### What you are asked to do
Write the lines from the one containing "white dresser drawer -> point" up to and including the last line as a JSON list of strings, one string per line, omitting any blank lines.

### Input rows

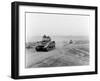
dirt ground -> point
(63, 55)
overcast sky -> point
(38, 24)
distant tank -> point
(46, 44)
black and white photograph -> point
(56, 39)
(51, 40)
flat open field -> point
(65, 54)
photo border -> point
(15, 39)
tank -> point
(46, 44)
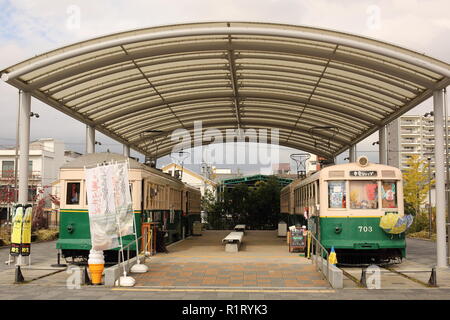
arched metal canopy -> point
(232, 75)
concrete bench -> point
(233, 241)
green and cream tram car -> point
(156, 197)
(343, 205)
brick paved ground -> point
(263, 261)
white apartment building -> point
(410, 135)
(47, 155)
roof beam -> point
(153, 87)
(234, 84)
(314, 89)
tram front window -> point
(336, 194)
(389, 194)
(363, 195)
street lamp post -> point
(429, 198)
(447, 184)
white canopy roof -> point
(323, 90)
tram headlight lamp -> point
(363, 161)
(70, 228)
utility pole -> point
(429, 198)
(447, 184)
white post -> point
(382, 145)
(90, 139)
(438, 102)
(126, 151)
(352, 153)
(24, 142)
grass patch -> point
(422, 235)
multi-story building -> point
(410, 135)
(46, 156)
(190, 177)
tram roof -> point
(324, 90)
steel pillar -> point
(382, 145)
(90, 139)
(126, 151)
(441, 252)
(24, 144)
(352, 153)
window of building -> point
(7, 169)
(73, 193)
(389, 194)
(363, 195)
(336, 194)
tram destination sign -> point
(363, 173)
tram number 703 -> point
(365, 228)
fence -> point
(318, 251)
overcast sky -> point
(32, 27)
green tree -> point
(416, 183)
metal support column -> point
(382, 145)
(352, 153)
(24, 144)
(126, 151)
(441, 252)
(90, 139)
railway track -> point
(390, 278)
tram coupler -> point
(87, 280)
(59, 264)
(18, 275)
(363, 280)
(433, 280)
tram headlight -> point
(363, 161)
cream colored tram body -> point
(156, 197)
(343, 205)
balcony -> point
(410, 142)
(409, 132)
(8, 175)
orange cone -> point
(96, 271)
(96, 264)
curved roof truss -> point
(232, 75)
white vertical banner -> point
(102, 211)
(122, 198)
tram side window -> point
(363, 194)
(336, 194)
(73, 193)
(389, 194)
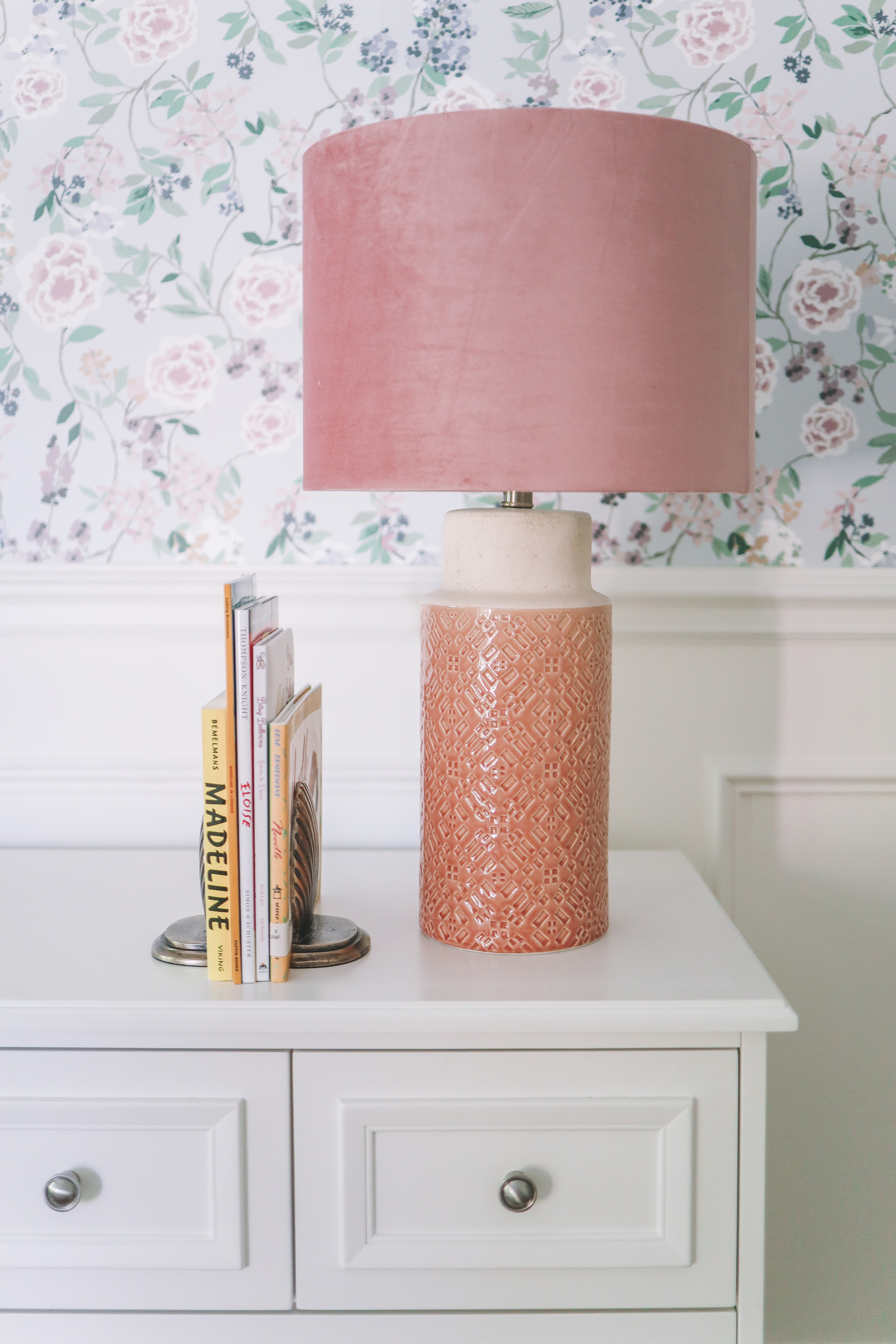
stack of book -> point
(261, 769)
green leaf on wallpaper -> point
(527, 11)
(84, 334)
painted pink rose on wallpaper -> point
(772, 125)
(39, 89)
(269, 427)
(265, 293)
(862, 158)
(766, 374)
(61, 280)
(598, 87)
(158, 30)
(828, 431)
(824, 298)
(712, 31)
(465, 95)
(183, 373)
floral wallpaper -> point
(151, 370)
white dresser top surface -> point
(77, 968)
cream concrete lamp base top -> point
(516, 560)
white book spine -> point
(243, 670)
(261, 715)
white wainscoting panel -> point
(806, 865)
(104, 672)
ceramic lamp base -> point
(516, 737)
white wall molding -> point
(737, 779)
(105, 671)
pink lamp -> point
(545, 300)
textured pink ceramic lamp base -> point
(515, 737)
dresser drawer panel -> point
(183, 1164)
(632, 1156)
(613, 1183)
(347, 1328)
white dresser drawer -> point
(183, 1160)
(399, 1159)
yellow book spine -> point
(220, 885)
(278, 804)
(233, 824)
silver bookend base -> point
(331, 941)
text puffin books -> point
(273, 687)
(251, 621)
(295, 790)
(221, 889)
(235, 594)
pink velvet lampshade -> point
(535, 299)
(526, 300)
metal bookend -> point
(322, 940)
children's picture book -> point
(295, 786)
(220, 880)
(251, 620)
(235, 594)
(273, 687)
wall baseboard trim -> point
(734, 779)
(111, 805)
(648, 604)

### Solution to the exercise
[
  "white dresser drawer -> point",
  "(183, 1160)",
  "(399, 1159)",
  "yellow book spine -> point",
  "(220, 885)",
  "(278, 804)",
  "(233, 824)",
  "silver bookend base -> point",
  "(331, 941)",
  "text puffin books -> point",
  "(273, 687)",
  "(251, 621)",
  "(295, 790)",
  "(221, 889)",
  "(235, 594)",
  "pink velvet lampshade -> point",
  "(535, 299)",
  "(526, 300)",
  "metal bookend -> point",
  "(322, 940)",
  "children's picture book -> point",
  "(295, 786)",
  "(220, 880)",
  "(251, 620)",
  "(235, 594)",
  "(273, 687)",
  "wall baseboard trim -> point",
  "(734, 779)",
  "(111, 805)",
  "(648, 604)"
]